■ DATA SHOWN ■

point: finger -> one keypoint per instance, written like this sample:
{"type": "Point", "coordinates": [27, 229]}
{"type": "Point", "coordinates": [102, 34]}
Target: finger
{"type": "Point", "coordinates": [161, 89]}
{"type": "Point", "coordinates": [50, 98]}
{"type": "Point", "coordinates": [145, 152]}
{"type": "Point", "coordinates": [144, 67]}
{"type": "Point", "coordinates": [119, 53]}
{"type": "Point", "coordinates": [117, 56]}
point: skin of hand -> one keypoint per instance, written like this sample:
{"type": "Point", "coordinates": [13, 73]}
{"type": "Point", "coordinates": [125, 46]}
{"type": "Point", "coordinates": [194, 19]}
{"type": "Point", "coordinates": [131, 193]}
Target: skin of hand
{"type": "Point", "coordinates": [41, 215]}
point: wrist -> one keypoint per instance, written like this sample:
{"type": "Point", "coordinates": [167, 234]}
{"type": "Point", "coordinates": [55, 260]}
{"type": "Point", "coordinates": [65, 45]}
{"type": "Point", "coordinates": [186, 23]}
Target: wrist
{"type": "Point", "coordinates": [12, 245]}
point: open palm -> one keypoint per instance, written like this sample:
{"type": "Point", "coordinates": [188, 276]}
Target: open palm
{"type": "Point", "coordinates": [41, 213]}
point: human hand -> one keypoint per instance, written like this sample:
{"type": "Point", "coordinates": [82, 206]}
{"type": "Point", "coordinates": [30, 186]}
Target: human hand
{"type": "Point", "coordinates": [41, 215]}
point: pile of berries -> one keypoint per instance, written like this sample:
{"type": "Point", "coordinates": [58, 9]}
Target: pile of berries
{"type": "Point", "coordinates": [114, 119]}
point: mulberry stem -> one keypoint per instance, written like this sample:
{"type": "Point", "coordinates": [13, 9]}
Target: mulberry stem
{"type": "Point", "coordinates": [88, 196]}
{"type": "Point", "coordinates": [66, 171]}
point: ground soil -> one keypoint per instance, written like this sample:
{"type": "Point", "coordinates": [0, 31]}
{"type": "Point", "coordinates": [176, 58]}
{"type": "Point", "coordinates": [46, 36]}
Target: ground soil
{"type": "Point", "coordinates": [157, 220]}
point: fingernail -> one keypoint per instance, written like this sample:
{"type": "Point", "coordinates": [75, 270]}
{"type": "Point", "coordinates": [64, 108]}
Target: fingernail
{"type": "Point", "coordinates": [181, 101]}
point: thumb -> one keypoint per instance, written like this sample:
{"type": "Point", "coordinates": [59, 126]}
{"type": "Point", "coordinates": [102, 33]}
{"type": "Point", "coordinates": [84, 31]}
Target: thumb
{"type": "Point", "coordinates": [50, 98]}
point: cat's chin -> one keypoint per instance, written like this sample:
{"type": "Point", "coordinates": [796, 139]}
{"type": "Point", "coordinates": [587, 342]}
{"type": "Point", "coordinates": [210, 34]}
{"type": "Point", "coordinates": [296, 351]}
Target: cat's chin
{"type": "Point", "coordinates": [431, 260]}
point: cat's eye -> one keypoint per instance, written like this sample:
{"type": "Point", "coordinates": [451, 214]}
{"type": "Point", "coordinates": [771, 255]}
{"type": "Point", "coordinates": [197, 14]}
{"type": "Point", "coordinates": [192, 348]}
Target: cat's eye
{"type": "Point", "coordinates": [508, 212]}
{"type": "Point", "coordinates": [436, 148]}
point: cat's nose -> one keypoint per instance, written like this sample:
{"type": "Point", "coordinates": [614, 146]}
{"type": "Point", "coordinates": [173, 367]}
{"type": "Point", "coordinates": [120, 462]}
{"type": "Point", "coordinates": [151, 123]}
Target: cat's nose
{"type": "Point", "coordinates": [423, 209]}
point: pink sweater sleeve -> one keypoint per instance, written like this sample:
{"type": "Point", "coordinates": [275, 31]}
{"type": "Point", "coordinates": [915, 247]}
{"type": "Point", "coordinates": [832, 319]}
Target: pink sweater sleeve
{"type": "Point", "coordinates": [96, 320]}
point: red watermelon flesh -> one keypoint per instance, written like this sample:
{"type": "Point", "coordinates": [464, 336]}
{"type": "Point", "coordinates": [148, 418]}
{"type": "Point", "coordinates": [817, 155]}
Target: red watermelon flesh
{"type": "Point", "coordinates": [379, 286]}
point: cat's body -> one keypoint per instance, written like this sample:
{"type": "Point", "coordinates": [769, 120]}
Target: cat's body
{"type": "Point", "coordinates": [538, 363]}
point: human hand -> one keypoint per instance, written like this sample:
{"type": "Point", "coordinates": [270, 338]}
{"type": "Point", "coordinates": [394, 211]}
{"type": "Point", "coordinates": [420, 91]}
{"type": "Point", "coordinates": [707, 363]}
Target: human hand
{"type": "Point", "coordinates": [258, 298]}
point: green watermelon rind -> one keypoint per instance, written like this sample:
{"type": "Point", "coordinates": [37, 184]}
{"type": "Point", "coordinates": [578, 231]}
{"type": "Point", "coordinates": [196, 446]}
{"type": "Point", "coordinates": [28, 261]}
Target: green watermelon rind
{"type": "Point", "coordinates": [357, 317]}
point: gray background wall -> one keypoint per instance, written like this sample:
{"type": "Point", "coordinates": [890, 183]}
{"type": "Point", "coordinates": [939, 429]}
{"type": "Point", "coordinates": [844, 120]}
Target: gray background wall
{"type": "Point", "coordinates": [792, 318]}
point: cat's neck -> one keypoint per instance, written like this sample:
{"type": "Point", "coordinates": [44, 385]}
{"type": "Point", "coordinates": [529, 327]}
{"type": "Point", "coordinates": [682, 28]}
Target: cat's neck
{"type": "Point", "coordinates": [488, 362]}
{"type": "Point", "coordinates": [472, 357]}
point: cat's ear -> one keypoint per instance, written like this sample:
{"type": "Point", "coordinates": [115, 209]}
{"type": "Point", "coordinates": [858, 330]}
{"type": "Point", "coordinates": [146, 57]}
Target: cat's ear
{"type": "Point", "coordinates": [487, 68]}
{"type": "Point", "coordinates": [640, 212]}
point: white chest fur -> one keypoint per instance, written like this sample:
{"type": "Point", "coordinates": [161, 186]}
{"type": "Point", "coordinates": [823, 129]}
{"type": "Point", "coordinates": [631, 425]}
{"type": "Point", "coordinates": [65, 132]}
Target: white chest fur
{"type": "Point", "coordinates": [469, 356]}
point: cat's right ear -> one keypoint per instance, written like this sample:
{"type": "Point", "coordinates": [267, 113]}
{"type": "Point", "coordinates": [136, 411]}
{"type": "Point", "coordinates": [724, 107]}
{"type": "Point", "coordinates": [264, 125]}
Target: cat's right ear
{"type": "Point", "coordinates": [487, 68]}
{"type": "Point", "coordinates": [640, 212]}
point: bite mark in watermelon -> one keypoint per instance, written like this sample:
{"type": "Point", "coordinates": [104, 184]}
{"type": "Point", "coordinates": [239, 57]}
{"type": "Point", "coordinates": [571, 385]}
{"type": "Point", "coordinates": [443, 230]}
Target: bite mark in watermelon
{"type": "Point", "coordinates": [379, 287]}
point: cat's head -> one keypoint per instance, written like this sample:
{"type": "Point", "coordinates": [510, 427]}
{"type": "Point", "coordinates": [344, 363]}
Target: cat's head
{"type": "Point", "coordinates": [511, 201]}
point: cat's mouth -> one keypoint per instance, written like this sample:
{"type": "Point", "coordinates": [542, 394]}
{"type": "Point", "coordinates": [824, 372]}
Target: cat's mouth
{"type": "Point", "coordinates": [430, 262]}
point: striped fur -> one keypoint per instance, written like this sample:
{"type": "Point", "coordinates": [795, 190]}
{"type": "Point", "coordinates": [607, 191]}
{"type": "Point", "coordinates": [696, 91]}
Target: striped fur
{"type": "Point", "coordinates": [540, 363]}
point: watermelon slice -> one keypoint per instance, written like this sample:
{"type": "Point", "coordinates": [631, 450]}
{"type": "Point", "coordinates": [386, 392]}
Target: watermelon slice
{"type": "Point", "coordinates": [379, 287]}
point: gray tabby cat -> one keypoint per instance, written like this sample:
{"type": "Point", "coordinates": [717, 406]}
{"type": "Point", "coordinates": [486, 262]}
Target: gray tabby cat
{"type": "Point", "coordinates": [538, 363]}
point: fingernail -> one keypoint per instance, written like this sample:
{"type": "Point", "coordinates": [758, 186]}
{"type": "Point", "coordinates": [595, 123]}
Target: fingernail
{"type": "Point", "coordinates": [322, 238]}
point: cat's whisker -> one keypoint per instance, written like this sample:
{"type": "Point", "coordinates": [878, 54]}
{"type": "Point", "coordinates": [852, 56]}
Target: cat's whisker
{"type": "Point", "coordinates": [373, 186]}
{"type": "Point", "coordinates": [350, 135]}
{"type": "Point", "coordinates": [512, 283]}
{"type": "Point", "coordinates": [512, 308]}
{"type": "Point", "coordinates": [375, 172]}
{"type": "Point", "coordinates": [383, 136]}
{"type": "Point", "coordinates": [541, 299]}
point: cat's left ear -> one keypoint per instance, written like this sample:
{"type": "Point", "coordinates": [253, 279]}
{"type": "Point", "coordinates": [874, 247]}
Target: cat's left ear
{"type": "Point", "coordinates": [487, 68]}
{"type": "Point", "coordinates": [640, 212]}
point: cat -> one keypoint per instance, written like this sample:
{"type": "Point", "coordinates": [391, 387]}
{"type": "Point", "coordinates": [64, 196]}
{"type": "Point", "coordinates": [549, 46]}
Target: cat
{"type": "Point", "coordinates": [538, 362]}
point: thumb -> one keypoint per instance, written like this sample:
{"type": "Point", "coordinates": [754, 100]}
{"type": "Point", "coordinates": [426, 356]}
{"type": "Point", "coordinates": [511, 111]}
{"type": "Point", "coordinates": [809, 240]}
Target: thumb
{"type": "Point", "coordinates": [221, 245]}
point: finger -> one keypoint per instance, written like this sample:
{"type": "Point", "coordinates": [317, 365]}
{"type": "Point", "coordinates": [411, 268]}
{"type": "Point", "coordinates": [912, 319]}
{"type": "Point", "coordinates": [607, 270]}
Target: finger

■ AIM OF THE EXERCISE ■
Return only the exact lines from the opening of the records through the line that contains "point: pile of", both included.

■ SOLVED EXERCISE ■
point: finger -> one keypoint per instance, written like this sample:
{"type": "Point", "coordinates": [27, 229]}
{"type": "Point", "coordinates": [102, 34]}
Target: finger
{"type": "Point", "coordinates": [161, 89]}
{"type": "Point", "coordinates": [50, 98]}
{"type": "Point", "coordinates": [145, 152]}
{"type": "Point", "coordinates": [144, 67]}
{"type": "Point", "coordinates": [119, 53]}
{"type": "Point", "coordinates": [117, 56]}
point: skin of hand -> one keypoint per instance, written like this sample:
{"type": "Point", "coordinates": [13, 73]}
{"type": "Point", "coordinates": [125, 46]}
{"type": "Point", "coordinates": [194, 19]}
{"type": "Point", "coordinates": [131, 193]}
Target: skin of hand
{"type": "Point", "coordinates": [41, 215]}
point: wrist -> one keypoint per instance, written like this sample:
{"type": "Point", "coordinates": [167, 234]}
{"type": "Point", "coordinates": [55, 260]}
{"type": "Point", "coordinates": [65, 45]}
{"type": "Point", "coordinates": [186, 23]}
Target: wrist
{"type": "Point", "coordinates": [12, 245]}
point: open palm -> one keypoint per instance, written like this sample:
{"type": "Point", "coordinates": [188, 276]}
Target: open palm
{"type": "Point", "coordinates": [41, 213]}
point: human hand -> one keypoint per instance, written like this sample:
{"type": "Point", "coordinates": [82, 206]}
{"type": "Point", "coordinates": [30, 186]}
Target: human hand
{"type": "Point", "coordinates": [41, 215]}
point: pile of berries -> one keypoint per instance, written like this sample:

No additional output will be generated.